Entries from a collection:
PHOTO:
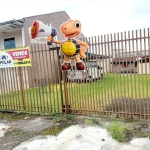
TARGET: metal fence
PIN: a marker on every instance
(116, 81)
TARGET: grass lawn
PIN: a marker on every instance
(91, 96)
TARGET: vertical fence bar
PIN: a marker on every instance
(139, 76)
(110, 73)
(120, 77)
(60, 83)
(149, 68)
(93, 76)
(34, 77)
(146, 86)
(116, 79)
(142, 72)
(134, 81)
(43, 78)
(123, 76)
(22, 88)
(106, 75)
(127, 78)
(131, 60)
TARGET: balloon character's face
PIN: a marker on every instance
(71, 28)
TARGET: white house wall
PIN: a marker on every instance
(18, 38)
(143, 68)
(106, 65)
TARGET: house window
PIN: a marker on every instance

» **TASK DETAILS**
Could you put these records into a Markdown table with the columns "No." and "Line", one row per line, numbered in order, with blank lines left out and the pictures left out?

» **EXERCISE SOLUTION**
| No. | Line |
|---|---|
| 1 | PHOTO: |
| 2 | TARGET: metal fence |
| 3 | PIN: a marker on every instance |
| 4 | (116, 81) |
| 5 | TARGET: grass lawn |
| 6 | PIN: a marker on every instance |
| 7 | (91, 96) |
| 8 | TARGET: vertical fence bar |
| 9 | PIN: a marker on every instance |
| 10 | (139, 76) |
| 11 | (110, 73) |
| 12 | (120, 77) |
| 13 | (60, 83) |
| 14 | (149, 68) |
| 15 | (93, 76) |
| 16 | (34, 77) |
| 17 | (146, 86) |
| 18 | (116, 79) |
| 19 | (142, 72) |
| 20 | (134, 81) |
| 21 | (43, 78) |
| 22 | (123, 76) |
| 23 | (22, 88) |
| 24 | (106, 75) |
| 25 | (127, 78) |
| 26 | (131, 60) |
| 27 | TARGET: balloon character's face |
| 28 | PIN: a marker on every instance |
| 29 | (71, 28) |
| 30 | TARGET: white house wall |
| 31 | PIN: a marker on every instance |
| 32 | (18, 38) |
| 33 | (143, 68) |
| 34 | (106, 65) |
| 35 | TARGET: house window |
| 36 | PIN: a marker on every instance |